_To do_:
Below are some records; return all of them exactly as they are.

_Provided records_:

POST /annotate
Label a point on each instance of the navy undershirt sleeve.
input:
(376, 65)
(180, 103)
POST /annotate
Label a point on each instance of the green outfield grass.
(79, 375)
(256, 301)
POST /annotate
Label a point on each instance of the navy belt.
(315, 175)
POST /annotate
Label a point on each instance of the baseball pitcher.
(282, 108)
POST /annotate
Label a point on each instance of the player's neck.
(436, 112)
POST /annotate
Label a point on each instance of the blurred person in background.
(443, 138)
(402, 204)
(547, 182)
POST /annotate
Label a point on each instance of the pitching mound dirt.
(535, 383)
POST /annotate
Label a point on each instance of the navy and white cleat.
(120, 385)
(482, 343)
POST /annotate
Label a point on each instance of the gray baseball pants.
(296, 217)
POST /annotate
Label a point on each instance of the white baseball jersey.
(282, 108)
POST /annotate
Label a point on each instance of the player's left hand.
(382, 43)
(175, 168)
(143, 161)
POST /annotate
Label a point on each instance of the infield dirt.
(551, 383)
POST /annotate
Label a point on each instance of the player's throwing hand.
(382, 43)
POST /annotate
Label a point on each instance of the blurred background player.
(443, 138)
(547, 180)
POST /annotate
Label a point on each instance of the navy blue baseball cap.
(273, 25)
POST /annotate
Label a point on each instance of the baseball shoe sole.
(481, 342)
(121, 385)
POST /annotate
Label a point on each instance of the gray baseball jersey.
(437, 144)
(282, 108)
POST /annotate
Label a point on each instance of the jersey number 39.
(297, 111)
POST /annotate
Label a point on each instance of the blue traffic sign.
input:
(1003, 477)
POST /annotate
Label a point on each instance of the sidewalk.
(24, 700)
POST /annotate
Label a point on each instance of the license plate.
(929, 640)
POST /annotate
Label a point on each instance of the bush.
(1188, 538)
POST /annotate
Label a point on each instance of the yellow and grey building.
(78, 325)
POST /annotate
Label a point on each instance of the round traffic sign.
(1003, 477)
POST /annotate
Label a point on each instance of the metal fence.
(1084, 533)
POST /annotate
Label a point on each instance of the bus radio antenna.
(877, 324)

_Response to the exercise_:
POST /annotate
Label a point on each instance of the navy undershirt sleeve.
input:
(376, 65)
(180, 103)
POST /annotate
Label a point on each instance of the green outfield grass.
(79, 375)
(256, 301)
POST /annotate
Label a point on each instance of the navy belt.
(315, 175)
POST /annotate
Label a point on each instance of the baseball pitcher.
(282, 108)
POST /annotate
Label a point on each instance of the player's neck.
(436, 112)
POST /annotate
Label a point on each instance of the blurred person in background.
(443, 138)
(402, 204)
(547, 182)
POST /annotate
Label a point on each instance of the pitching mound dirt.
(535, 383)
POST /annotate
Label a point on each instance of the navy and white cleat.
(120, 385)
(482, 343)
POST /annotate
Label a point on each instance of the gray baseball pants.
(296, 217)
POST /annotate
Label a point on each instance of the white baseball jersey.
(282, 108)
POST /annotate
Label a point on each instance of the player's left hand.
(382, 43)
(175, 168)
(143, 161)
POST /annotate
Label a point on each instance of the infield dirt.
(551, 383)
POST /annotate
Label a point on each instance of the player's throwing hand.
(382, 43)
POST /annotate
Label a point on each instance of the blurred background player.
(443, 138)
(547, 180)
POST /annotate
Label a point on each instance of the navy blue baseball cap.
(273, 25)
POST /annotate
Label a point on each instance of the baseball shoe sole.
(481, 342)
(121, 385)
POST /annotate
Label a point on each instance of the gray baseball jersey.
(437, 144)
(282, 108)
POST /annotate
Label a point on each instance of the jersey number 39.
(297, 111)
POST /annotate
Label a point on each instance of the blue traffic sign.
input:
(1003, 477)
POST /annotate
Label a point on each instance of the sidewalk.
(24, 700)
POST /annotate
Label a point on each instance of the license plate.
(929, 640)
POST /annotate
Label a point on each instance of the bush.
(1188, 538)
POST /annotate
Label a point on each instance of the yellow and grey building.
(78, 325)
POST /annotate
Label a point on each instance of the round traffic sign.
(1003, 477)
POST /annotate
Label a point on each instance of the metal fence.
(1084, 533)
POST /annotate
Label a point on each instance of the bus radio antenna.
(877, 324)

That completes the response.